> **EXERCISE TASK**
Could you revise the material from the line with "For the long blonde" through the line with "(1152, 316)" so that "long blonde hair" reads "blonde ponytail", keeping everything else unchanged and giving back only those lines?

> **RECORDS**
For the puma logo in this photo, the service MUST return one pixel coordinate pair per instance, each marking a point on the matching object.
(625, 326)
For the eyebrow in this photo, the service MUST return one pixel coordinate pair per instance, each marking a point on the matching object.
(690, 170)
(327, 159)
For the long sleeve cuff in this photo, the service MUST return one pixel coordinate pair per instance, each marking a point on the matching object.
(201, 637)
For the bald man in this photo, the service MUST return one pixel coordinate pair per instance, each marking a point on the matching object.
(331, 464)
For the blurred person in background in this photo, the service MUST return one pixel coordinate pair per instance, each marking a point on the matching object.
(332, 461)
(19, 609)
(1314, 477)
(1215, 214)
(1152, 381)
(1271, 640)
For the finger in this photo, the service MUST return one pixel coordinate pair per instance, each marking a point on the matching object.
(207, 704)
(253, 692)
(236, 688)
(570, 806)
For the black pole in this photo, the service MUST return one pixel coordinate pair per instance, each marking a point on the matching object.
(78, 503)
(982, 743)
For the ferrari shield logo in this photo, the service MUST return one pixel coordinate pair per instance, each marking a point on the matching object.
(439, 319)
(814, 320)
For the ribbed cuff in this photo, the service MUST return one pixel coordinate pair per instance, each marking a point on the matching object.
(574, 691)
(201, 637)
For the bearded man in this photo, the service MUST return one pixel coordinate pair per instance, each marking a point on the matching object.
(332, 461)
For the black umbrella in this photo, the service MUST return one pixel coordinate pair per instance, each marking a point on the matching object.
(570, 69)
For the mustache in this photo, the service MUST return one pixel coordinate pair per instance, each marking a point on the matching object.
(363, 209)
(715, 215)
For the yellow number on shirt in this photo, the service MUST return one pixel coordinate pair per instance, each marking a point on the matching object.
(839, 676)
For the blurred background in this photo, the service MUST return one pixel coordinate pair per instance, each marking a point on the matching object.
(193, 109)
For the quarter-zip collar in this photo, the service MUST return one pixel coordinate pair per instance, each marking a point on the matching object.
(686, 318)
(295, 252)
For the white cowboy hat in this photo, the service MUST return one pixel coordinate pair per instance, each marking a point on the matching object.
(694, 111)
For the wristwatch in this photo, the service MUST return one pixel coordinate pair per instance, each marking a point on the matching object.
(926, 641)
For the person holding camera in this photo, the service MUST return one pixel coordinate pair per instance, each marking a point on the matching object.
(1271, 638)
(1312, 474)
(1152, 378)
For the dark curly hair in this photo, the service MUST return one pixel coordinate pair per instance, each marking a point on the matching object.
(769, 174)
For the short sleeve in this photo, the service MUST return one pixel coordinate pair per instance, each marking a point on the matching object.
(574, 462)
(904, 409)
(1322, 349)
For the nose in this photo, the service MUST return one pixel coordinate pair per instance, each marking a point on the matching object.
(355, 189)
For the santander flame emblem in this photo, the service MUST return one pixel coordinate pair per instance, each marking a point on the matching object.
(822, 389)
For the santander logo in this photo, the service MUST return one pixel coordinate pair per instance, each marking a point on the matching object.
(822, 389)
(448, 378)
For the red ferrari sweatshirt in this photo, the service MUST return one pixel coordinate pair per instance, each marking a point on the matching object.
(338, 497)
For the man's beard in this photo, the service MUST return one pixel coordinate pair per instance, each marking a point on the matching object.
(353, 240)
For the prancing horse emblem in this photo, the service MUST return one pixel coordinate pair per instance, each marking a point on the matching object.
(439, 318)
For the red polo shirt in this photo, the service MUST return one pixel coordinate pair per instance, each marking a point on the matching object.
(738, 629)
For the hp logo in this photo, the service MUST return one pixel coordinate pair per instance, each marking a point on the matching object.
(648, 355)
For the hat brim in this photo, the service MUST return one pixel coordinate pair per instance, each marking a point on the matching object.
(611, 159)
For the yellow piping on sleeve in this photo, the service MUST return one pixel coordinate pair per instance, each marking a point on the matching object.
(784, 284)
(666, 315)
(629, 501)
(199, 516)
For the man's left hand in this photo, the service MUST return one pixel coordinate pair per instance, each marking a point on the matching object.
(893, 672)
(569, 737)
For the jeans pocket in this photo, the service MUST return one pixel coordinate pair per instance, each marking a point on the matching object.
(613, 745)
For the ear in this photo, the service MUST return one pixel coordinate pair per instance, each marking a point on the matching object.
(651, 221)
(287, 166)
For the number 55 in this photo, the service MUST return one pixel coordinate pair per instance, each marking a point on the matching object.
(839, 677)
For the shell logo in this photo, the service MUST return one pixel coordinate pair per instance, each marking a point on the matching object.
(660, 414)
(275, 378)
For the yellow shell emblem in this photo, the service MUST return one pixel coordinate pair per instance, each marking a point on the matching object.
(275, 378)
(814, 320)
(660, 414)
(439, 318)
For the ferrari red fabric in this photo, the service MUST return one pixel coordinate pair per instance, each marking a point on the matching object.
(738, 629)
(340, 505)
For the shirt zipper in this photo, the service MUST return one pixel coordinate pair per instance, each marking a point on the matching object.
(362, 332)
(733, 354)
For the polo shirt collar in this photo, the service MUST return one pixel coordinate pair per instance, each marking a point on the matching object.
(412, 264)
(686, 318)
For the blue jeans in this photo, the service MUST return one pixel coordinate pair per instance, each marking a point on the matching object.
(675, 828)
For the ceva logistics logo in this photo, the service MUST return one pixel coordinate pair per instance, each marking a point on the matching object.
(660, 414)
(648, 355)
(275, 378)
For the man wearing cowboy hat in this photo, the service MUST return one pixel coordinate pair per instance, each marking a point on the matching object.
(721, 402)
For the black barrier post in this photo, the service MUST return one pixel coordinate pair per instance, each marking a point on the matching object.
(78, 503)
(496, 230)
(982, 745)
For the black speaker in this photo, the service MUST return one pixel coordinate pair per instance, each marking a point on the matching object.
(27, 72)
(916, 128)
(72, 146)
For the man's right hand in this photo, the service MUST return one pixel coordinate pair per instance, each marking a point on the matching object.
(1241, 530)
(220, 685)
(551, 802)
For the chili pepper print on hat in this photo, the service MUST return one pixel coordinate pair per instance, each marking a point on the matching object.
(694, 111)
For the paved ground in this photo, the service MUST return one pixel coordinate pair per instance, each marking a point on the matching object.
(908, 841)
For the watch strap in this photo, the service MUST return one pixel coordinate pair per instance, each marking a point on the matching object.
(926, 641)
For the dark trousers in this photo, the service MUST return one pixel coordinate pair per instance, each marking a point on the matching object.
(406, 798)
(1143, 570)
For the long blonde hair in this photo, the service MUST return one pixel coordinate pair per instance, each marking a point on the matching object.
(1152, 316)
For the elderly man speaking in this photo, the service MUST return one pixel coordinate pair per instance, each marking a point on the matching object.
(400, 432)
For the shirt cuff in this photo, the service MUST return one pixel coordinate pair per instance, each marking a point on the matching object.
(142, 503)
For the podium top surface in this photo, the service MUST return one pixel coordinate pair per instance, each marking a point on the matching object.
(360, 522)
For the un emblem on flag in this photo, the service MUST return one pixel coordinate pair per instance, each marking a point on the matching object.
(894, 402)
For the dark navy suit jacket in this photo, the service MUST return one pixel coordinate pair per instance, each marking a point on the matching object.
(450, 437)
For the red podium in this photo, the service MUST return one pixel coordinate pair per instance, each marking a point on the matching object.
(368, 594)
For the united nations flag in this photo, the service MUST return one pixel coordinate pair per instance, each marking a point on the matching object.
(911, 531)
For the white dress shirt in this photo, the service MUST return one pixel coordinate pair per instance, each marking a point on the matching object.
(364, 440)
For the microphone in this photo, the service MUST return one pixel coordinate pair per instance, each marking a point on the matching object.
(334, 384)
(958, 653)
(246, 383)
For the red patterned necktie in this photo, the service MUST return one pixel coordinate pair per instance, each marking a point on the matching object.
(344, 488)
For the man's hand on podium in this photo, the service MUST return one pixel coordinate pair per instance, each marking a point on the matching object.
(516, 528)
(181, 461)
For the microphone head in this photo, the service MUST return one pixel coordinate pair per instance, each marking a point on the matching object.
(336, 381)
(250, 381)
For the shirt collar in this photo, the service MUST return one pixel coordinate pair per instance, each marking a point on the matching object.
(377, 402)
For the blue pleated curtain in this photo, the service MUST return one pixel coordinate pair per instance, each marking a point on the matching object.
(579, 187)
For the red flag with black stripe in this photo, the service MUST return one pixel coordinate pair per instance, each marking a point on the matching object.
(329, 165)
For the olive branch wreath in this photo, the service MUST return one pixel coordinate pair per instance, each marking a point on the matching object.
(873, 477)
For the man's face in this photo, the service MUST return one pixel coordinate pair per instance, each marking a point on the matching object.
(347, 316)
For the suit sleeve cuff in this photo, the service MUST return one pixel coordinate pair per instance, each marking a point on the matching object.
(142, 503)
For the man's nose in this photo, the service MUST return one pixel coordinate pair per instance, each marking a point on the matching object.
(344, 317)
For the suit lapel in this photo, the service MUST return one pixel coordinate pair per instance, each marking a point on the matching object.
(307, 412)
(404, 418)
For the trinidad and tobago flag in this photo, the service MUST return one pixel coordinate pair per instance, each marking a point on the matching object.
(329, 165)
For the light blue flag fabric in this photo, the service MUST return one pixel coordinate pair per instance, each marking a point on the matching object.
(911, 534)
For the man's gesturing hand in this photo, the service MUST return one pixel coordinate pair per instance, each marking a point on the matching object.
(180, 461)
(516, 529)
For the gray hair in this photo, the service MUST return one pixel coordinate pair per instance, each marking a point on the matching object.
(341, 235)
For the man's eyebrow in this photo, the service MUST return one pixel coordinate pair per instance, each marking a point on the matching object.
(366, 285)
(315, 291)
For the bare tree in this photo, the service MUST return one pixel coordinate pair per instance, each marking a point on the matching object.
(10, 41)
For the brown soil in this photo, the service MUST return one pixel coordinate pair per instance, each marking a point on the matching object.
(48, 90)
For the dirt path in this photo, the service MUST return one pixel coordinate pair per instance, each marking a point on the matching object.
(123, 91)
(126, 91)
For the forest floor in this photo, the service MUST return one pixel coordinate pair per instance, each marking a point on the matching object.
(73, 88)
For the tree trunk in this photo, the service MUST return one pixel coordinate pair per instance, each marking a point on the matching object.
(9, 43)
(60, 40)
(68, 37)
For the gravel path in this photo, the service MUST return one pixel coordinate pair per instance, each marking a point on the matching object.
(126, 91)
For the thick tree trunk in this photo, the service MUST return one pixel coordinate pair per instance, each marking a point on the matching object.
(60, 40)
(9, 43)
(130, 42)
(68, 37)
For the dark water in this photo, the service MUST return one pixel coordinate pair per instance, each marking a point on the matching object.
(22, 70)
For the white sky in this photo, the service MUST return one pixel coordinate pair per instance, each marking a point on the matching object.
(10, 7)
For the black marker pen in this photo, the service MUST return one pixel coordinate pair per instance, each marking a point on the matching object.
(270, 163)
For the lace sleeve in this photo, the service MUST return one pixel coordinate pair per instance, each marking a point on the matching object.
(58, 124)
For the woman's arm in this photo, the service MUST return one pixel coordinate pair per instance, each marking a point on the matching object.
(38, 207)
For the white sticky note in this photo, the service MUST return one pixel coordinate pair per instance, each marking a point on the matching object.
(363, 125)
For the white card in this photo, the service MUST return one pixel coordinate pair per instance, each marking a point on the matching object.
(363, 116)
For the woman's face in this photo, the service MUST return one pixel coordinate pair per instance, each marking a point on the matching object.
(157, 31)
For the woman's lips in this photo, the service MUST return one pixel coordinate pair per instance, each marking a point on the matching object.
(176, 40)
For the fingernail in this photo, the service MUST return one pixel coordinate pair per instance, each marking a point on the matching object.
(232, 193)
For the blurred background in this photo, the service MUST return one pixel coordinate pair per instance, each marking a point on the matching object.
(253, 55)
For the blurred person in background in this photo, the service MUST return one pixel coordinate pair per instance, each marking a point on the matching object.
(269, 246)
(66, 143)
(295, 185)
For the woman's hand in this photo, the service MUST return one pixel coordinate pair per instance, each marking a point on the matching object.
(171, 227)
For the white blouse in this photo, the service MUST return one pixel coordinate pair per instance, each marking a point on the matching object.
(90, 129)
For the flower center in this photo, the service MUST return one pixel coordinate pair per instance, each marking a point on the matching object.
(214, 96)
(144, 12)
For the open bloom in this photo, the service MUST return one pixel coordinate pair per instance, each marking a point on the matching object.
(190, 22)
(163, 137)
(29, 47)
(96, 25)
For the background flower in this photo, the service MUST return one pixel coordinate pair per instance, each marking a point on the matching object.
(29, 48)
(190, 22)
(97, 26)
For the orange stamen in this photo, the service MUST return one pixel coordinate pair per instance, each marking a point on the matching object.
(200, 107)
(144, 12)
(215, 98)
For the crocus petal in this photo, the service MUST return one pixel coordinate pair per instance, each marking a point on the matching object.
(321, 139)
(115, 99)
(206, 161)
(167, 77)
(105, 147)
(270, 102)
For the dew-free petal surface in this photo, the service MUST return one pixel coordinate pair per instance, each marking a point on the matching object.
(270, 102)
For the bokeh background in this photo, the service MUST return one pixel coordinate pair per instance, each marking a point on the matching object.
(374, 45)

> **EXPECTED ANSWER**
For the blonde ponytail in this photo, the service MUST return one pixel coordinate pair per instance, each marking a point on the matching object.
(1152, 316)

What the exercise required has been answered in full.